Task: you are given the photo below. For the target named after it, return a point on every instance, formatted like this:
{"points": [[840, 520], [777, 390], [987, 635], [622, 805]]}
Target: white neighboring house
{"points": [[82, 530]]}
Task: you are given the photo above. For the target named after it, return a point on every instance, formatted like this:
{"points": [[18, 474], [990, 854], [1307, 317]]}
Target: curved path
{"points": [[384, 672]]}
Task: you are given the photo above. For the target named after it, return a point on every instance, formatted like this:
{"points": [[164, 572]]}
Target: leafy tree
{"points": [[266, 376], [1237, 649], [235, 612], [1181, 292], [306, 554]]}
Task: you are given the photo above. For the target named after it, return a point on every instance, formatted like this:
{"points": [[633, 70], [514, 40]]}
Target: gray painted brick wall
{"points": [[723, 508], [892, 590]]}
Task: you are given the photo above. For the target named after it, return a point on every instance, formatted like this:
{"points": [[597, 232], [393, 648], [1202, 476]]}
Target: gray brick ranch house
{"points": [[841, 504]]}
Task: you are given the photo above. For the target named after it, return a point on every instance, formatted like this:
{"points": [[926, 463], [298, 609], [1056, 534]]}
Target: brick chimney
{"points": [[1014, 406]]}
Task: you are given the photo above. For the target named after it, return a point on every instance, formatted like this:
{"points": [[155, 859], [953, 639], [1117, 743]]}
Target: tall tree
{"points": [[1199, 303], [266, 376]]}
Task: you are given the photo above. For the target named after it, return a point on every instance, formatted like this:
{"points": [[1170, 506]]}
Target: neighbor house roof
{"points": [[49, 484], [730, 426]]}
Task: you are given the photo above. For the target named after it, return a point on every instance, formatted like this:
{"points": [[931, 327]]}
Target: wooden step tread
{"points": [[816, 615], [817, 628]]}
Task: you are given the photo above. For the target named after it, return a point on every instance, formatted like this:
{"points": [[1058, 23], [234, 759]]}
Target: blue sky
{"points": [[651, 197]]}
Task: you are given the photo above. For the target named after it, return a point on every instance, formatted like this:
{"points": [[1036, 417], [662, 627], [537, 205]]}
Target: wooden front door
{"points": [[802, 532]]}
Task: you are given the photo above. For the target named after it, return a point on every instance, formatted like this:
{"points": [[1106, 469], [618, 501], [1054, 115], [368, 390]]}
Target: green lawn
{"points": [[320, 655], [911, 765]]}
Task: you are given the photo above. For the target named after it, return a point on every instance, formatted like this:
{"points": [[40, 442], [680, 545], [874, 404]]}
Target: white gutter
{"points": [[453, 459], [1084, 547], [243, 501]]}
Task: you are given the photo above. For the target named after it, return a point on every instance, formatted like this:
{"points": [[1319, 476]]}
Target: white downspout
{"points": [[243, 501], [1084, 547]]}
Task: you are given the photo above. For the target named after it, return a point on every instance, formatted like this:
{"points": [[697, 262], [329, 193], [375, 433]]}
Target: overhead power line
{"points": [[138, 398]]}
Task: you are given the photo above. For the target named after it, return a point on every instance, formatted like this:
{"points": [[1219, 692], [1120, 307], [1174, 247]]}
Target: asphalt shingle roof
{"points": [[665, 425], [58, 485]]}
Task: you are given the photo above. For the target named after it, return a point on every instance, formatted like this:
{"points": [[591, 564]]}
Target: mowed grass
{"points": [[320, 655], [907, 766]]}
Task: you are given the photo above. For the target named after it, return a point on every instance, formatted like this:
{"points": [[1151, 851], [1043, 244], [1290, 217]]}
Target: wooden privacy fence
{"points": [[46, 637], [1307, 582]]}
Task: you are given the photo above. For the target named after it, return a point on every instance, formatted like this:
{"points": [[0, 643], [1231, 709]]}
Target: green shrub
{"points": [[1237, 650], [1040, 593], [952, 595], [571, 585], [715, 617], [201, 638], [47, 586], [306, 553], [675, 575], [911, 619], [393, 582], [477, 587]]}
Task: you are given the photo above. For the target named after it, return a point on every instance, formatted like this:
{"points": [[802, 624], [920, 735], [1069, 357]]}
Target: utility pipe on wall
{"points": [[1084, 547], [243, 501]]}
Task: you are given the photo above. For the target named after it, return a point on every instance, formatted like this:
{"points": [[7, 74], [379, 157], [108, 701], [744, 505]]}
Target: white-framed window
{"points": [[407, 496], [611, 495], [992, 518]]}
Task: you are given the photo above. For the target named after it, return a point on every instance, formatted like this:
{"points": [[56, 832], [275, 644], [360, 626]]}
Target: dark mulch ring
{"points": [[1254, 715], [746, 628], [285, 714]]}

_ _ _ _

Activity: Retype every entry without changing anything.

Problem solution:
Task: you are given the photo below. For the target named after it, return a point on every instance, formatted like this:
{"points": [[840, 520], [777, 390], [987, 635], [622, 805]]}
Target: white neighboring house
{"points": [[82, 530]]}
Task: you are given the photo above. For the target named after it, return a point on every instance, formatted like this:
{"points": [[18, 474], [990, 854], [1307, 317]]}
Target: curved path
{"points": [[384, 672]]}
Task: you are given the photo above. For the target named after it, return a point on every instance, formatted like this:
{"points": [[164, 572]]}
Target: leafy tree
{"points": [[266, 376], [1237, 649], [235, 612], [1181, 292], [306, 554]]}
Task: you are given the photo above. For the target named after it, return a point on every instance, formatted like this:
{"points": [[633, 70], [514, 40]]}
Target: gray painted brick wall
{"points": [[723, 508], [892, 590]]}
Task: you are given the photo above. For the target named after it, return a point on every instance, formatted like this:
{"points": [[597, 232], [393, 648], [1202, 476]]}
Target: gray brick ranch house
{"points": [[841, 504]]}
Task: you are given the photo above. For the target named after it, return a point on every instance, formatted like this:
{"points": [[926, 463], [298, 609], [1056, 534]]}
Target: brick chimney
{"points": [[1014, 406]]}
Task: you are given the photo above. For the target named after it, return a point on every instance, formatted like this:
{"points": [[155, 859], [953, 639], [1117, 743]]}
Target: tall tree
{"points": [[1199, 303], [266, 376]]}
Task: you are given the photo above. For the target named after it, return a point on every instance, formatted like this:
{"points": [[1170, 506]]}
Target: neighbor house roof
{"points": [[49, 484], [730, 426]]}
Task: you are given the photo above. For the target named after it, return a point on every instance, formatted like this:
{"points": [[931, 327]]}
Target: wooden step tread
{"points": [[816, 615], [817, 628]]}
Task: you are given the photo above. For the target named after it, return a point on every instance, formatted like this:
{"points": [[1058, 23], [234, 759]]}
Target: blue sky
{"points": [[651, 197]]}
Task: you are given the photo above. For the target named after it, return a point on every instance, formatted like this:
{"points": [[1036, 417], [662, 627], [537, 205]]}
Target: wooden front door
{"points": [[802, 532]]}
Task: you are given the photo above. For the target named after it, return a point on every instance, formatted like this:
{"points": [[1106, 469], [618, 501], [1054, 115], [368, 390]]}
Target: green lawn
{"points": [[320, 655], [911, 765]]}
Task: you are given the photo above. For the target named after it, return a point on every instance, formatted like this:
{"points": [[40, 442], [680, 545], [874, 404]]}
Target: white gutter
{"points": [[453, 459], [1084, 547], [243, 501]]}
Task: you are given the photo above. For the target named after it, return a point on every instance, formatted like this:
{"points": [[1319, 476]]}
Target: white downspout
{"points": [[243, 501], [1084, 547]]}
Task: you are given the photo above. For the target named after it, return a point on every instance, formatted like this:
{"points": [[697, 262], [329, 193], [375, 433]]}
Target: overhead power line
{"points": [[138, 398]]}
Task: you are given the photo above. For the target named after it, return a point on every instance, formatted like this:
{"points": [[1219, 692], [1120, 307], [1174, 247]]}
Target: asphalt shingle roof
{"points": [[665, 425], [58, 485]]}
Task: you are given the photo above. For the target named after it, return a point on every instance, formatted like this:
{"points": [[591, 564]]}
Target: mowed grass
{"points": [[320, 655], [907, 766]]}
Task: you are given the photo above. For the target named after it, return a point on every instance, formatted like this:
{"points": [[1151, 851], [1043, 244], [1290, 217]]}
Target: wooden privacy fence
{"points": [[46, 637], [1307, 582]]}
Task: you are given the photo above. For the target named after it, return a point on every instance, formatted like this:
{"points": [[0, 643], [1231, 709]]}
Target: green shrub
{"points": [[1237, 650], [1040, 593], [952, 595], [571, 585], [715, 617], [201, 638], [47, 586], [306, 553], [675, 575], [911, 619], [393, 582], [477, 587]]}
Task: you are given the photo above. For the target named after it, return a point on every instance, formatted like this:
{"points": [[802, 624], [920, 735], [1069, 357]]}
Target: utility pipe on wall
{"points": [[1084, 547], [243, 501]]}
Task: you are given the photo above. For the target named after it, return a point on every instance, formatted like this:
{"points": [[7, 74], [379, 157], [108, 701], [744, 505]]}
Target: white-framed window
{"points": [[407, 496], [611, 495], [992, 518]]}
Task: you are given the photo above. For the target named after it, return a point on every instance, formatted like this:
{"points": [[56, 832], [275, 644], [360, 626]]}
Target: dark mulch ring
{"points": [[1254, 715], [746, 628], [285, 714]]}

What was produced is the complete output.